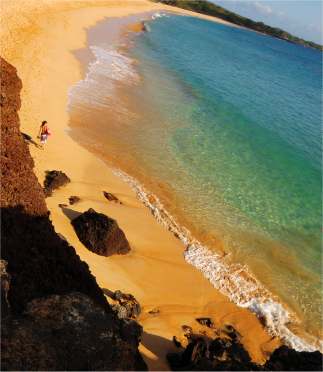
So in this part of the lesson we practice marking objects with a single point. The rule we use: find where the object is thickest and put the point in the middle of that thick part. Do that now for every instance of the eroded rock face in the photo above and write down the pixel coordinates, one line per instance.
(100, 234)
(47, 325)
(54, 179)
(70, 332)
(228, 354)
(5, 286)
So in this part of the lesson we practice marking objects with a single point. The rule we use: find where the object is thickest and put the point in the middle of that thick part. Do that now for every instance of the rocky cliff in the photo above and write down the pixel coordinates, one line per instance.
(54, 315)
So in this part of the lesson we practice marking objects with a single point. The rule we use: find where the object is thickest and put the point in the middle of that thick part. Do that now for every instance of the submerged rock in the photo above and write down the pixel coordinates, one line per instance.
(54, 179)
(100, 234)
(70, 332)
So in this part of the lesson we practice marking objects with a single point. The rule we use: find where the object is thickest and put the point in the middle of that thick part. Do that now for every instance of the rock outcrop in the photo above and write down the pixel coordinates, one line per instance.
(56, 317)
(69, 332)
(73, 199)
(54, 179)
(226, 353)
(100, 234)
(124, 304)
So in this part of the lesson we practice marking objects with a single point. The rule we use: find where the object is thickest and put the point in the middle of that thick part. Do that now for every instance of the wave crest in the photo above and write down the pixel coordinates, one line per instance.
(232, 280)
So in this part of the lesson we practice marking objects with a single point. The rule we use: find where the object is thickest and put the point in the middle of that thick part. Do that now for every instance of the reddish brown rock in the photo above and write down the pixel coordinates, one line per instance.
(47, 325)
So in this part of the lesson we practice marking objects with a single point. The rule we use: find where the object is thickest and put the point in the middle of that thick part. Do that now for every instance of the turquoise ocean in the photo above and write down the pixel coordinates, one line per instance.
(223, 125)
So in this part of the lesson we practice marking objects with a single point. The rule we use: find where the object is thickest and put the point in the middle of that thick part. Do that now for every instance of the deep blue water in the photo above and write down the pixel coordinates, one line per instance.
(224, 125)
(237, 134)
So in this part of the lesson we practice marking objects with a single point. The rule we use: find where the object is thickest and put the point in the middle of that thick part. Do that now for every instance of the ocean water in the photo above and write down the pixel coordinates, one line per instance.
(224, 126)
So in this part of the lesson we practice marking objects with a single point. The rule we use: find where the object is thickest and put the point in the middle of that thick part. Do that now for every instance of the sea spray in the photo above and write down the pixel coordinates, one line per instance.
(233, 280)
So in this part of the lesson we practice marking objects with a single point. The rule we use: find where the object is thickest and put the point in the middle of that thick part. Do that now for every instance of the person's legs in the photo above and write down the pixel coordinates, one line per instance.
(43, 139)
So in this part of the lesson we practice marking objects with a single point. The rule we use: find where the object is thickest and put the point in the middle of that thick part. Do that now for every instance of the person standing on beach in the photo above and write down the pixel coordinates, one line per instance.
(43, 133)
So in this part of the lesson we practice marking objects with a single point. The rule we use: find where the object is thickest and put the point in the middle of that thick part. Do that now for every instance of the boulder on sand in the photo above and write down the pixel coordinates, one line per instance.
(100, 234)
(54, 179)
(111, 197)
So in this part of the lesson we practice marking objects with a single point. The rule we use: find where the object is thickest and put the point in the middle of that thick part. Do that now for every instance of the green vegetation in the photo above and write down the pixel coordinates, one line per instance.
(208, 8)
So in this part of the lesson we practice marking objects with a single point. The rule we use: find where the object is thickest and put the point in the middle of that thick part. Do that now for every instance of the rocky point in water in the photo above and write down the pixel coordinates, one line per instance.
(226, 353)
(55, 315)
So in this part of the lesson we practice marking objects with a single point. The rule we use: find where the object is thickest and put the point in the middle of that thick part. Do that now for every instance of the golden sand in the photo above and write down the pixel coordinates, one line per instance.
(38, 38)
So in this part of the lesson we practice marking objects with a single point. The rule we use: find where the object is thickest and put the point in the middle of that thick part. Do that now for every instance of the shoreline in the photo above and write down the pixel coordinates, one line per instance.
(234, 280)
(128, 273)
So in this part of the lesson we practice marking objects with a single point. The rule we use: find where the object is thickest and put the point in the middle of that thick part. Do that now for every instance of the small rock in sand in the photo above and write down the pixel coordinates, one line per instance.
(111, 197)
(54, 179)
(205, 321)
(154, 311)
(176, 341)
(73, 199)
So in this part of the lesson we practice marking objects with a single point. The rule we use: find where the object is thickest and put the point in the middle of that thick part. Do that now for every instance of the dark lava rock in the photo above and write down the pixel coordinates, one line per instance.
(205, 321)
(188, 331)
(100, 234)
(231, 332)
(73, 199)
(127, 306)
(154, 311)
(286, 359)
(54, 179)
(223, 354)
(49, 326)
(111, 197)
(70, 332)
(5, 286)
(176, 341)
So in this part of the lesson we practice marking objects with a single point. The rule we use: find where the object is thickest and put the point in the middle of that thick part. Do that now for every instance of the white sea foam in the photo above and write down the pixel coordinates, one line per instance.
(97, 88)
(233, 280)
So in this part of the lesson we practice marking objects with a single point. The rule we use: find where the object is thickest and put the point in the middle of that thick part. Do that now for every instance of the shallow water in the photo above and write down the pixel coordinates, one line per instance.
(224, 125)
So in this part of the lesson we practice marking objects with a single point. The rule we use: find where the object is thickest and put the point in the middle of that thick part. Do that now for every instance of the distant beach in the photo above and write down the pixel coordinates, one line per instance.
(51, 41)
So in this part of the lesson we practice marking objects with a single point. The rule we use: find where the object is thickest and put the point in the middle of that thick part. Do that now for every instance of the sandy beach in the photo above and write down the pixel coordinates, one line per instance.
(39, 40)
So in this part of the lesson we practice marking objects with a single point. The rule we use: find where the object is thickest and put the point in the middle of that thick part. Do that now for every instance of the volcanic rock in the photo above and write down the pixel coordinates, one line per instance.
(111, 197)
(5, 286)
(205, 321)
(100, 234)
(46, 325)
(127, 306)
(54, 179)
(69, 332)
(73, 199)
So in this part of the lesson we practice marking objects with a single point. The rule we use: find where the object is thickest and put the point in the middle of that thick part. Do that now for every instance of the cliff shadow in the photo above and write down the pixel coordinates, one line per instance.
(160, 347)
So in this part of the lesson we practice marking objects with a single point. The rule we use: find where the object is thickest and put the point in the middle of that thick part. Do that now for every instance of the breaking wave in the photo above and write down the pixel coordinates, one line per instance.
(233, 280)
(108, 68)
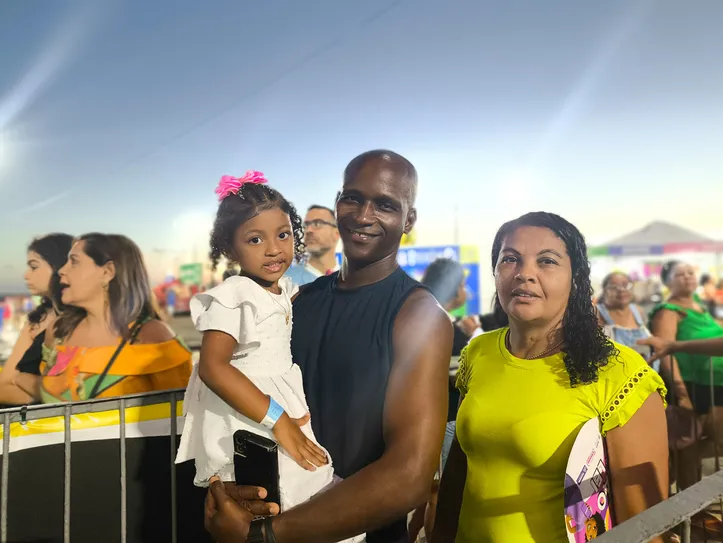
━━━━━━━━━━━━━━━━━━━━━━━━━━━━━━
▶ **Exercise aim**: Reproduce the listing exactly, images omitted.

▶ **Answer to the problem**:
So in this part of the lesson we practice marking objects with a single point. The rule we use: find where the object is thickest and put the point in the middle of that thick part. Do that now for every instance of the eroded rock face in the photo above and write down the pixel coordinates, one line per instance.
(100, 234)
(47, 325)
(54, 179)
(70, 332)
(228, 354)
(5, 286)
So in this part of the lesson we practice marking objects with a single point. The rule we use: find where the object is thickest and put the point in the middle of that thick part. Do that now for every instance of the rocky cliff in the photo above and write down the pixel coordinates, one line per instance.
(54, 315)
So in this part of the lesson we practice marking objects with a single point. The rule we use: find where the object is thickest and put the point in the middle of that thick part. Do that now for every instance of the submerged rock in the photo above and write down the pixel coordinates, one line per instance.
(54, 179)
(100, 234)
(70, 332)
So in this part of the lesson we practice marking objects with a single point. The rule we use: find where the object is thickest and put the point in the middle of that thick part. Do that now for every instance of the rock outcrop in the photo above and write down the pixel coordinates, one line per instance.
(56, 317)
(69, 332)
(73, 199)
(54, 179)
(226, 353)
(100, 234)
(124, 304)
So in this part of the lesson we practice marking objects with a single point. The rule we use: find where the object is thickest and put the point in the middle of that thick part. Do that now for every instance of the wave crest in the photo above and write down the pixel coordinates, one line per instance.
(232, 280)
So in this part of the lesson we practice marking objects with a single point. The rule we use: find where the object is thickest and put the point in the middle of that thick part. Do that now for every instance of the reddish brown rock in the photo above and write down the pixel coordinates, one line per instance.
(47, 325)
So in this part of the lesson we practice marking objects with a single point. The rule we use: find where the object is thickest and put the point in the middle of that thick part. Do that now for every instance of the turquoise ocean in the photo above and write down the pixel coordinates, one line per instance.
(223, 125)
So in this part of the lesson we practice marking objects with a single point. The rule we use: find where the object is thickest and put the point in the middle of that thick part. Do that now for every instance of the deep blue water in the photo above and write down the pixel coordinates, one line per instance.
(224, 125)
(237, 134)
So in this part of the lesson we practice marking objects with a single point. The rule we use: find where the object is thickest and put the point in the middle of that thick part. Do that now for every instance of the ocean water in the photo above and write down the pixel coordinates, one line per instance.
(224, 126)
So in this part of the lesson we practice marking objects with a single point. The rule we use: find where the object is thickest and put the point in the middle of that thick part. Do that now for every instance of the sea spray in the photo above and write down the pixel coordinates, one line per instance.
(233, 280)
So in this part of the lesson we practice marking objects with a single point. The rule we use: find where the object is thickest and put the point in the middle of that thick part. Do that now for every instance of the person's legs in the photo above and write down the pixel coordinates, one line per instance.
(43, 139)
So in this part of the lesson we practice marking objects with a single point. The rule we use: find where the object is thickest and put the point in the middle of that thick part. Do that now for every instance of the person standing on beach in the photo above and write down the pixel coordinates, one line per instance.
(43, 133)
So in this part of the lesson we practice marking objects with a single point. The rule we use: find where the object is thickest and put the point in the middle of that thick part. Do that now for every instance of the boulder on sand in the photo above and write down the pixel coordinates, one line per instance.
(100, 234)
(54, 179)
(111, 197)
So in this part of the lesson we practice marking objects with a single point. The rule we use: find where the object is thickest and put the point in the middle of that thick part. Do that now for every instance of the green vegetation in the photo above and write down the pixel coordinates, one line per instance.
(208, 8)
So in this part of the lesson we practice marking objects with a single point. The rule we use: find where the object is thickest and put the point in the middle of that thick part. Do that now for every instance of the rocky point in water in the photo above and write down the pixel coordinates, one line per instance.
(226, 353)
(55, 315)
So in this part of the lesson we practice marking objects with a single point. The rule we use: find where the object is thickest and put the point in the middle of that thick part. Do that now for every instance of the golden sand in the photo above and write down the pixel coordinates, one line per instance.
(38, 38)
So in this part of the lesson we practice marking objects with a single point. The rule we use: find where the object is thickest and put the point in the middle of that thick part. Do that now for every instance of the shoreline in the photo above and write down the pixel coordinates, one line per instance.
(234, 280)
(128, 273)
So in this part of the lesson we practice marking objects with a single point. The rule we use: find where the object is thickest and put the point in the middle of that thick part. Do that now for every instance of the small rock in sand in the photo above and write down the pixel coordinates, one line per instance.
(111, 197)
(54, 179)
(205, 321)
(154, 311)
(176, 341)
(73, 199)
So in this part of the lesson we practice marking objects with a single point. The rule we use: find where the object is thickest and put the point in the middle of that thick part. Do that now for every instance of the dark lava rock in the photo above and write down the pixel coordinates, one line per instance.
(205, 321)
(188, 331)
(100, 234)
(231, 332)
(73, 199)
(127, 306)
(154, 311)
(286, 359)
(54, 179)
(223, 354)
(49, 326)
(111, 197)
(70, 332)
(5, 286)
(176, 341)
So in this part of the lesson we practice marking objects with a single point. The rule we use: find where the object is thickest and put the point in the middle of that thick part. Do that now for every instance of the white sea foam in the photo above and write down the pixel coordinates, one line per instance.
(97, 88)
(233, 280)
So in this part of the lesson we practice marking objects with a single point. The rule we use: find where the object is thickest and put the point in the middle of that thick part. Do that now for every instance of the shallow water in the photo above and write down the pixel coordinates, one line per instance.
(224, 125)
So in this part of the lesson we practice marking objects with a single point. The rule we use: find where the object is thickest and put the point in the middle of that thick part. Do that now for every instance of the distant beach in the photo above and write down the pixel coordinates, one line per instance.
(51, 41)
So in this part of the lesson we practice marking objects with a single point. The rule we use: find where the object is thickest and put the point in the middle of that thick part. Do that now for every instance of the sandy beach in the photo above and write down the pixel coordinates, one line per instance.
(39, 40)
So in this part of the lesson we practice marking objects with a single point. The rule we use: find where the object is thickest and put the point in the middle of that thick part. Do that now for every instance of the volcanic rock in the photo above and write down the pixel coordinates, one line per instance.
(111, 197)
(5, 286)
(205, 321)
(100, 234)
(46, 325)
(127, 306)
(54, 179)
(69, 332)
(73, 199)
So in this part of the lesson we practice marking objects with a single point. The rule we use: find where the object is thickest and put the point in the middle of that thick part. Do that now for every instance of the cliff shadow in the photo above and write down the pixel coordinates, one line per instance.
(160, 347)
So in this part of the lesson we practice marking objects with a single point. The rule we use: find where the object is thickest and put the point in the middle of that thick part. Do that now for every instance of the breaking wave in the photo above and write down the pixel coordinates, one line per instance.
(233, 280)
(108, 68)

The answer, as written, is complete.